Please print every line of the listing below, unchanged.

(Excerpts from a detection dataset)
══════
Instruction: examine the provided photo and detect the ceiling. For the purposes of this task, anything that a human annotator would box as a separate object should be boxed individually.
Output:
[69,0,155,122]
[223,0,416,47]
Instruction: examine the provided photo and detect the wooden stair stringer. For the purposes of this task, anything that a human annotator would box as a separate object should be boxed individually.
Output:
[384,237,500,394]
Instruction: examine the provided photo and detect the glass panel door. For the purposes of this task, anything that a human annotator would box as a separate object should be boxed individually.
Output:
══════
=== TASK ANSWER ===
Instruction: examine the provided photo and detect the ceiling. For the purposes of this task, anything that a human annotator would box as a separate object should be boxed individually.
Output:
[69,0,155,122]
[223,0,416,47]
Instruction: examine the provided photo and detect the wooden stair stringer. For the purposes of this task, anything that a human annotator would box as a separate object should be boxed individually.
Output:
[384,237,500,394]
Instruction: examine the provided photo and detect the glass panel door. For the purposes of this task, anything that a human annotator would box as a separate object should be boxed individually.
Output:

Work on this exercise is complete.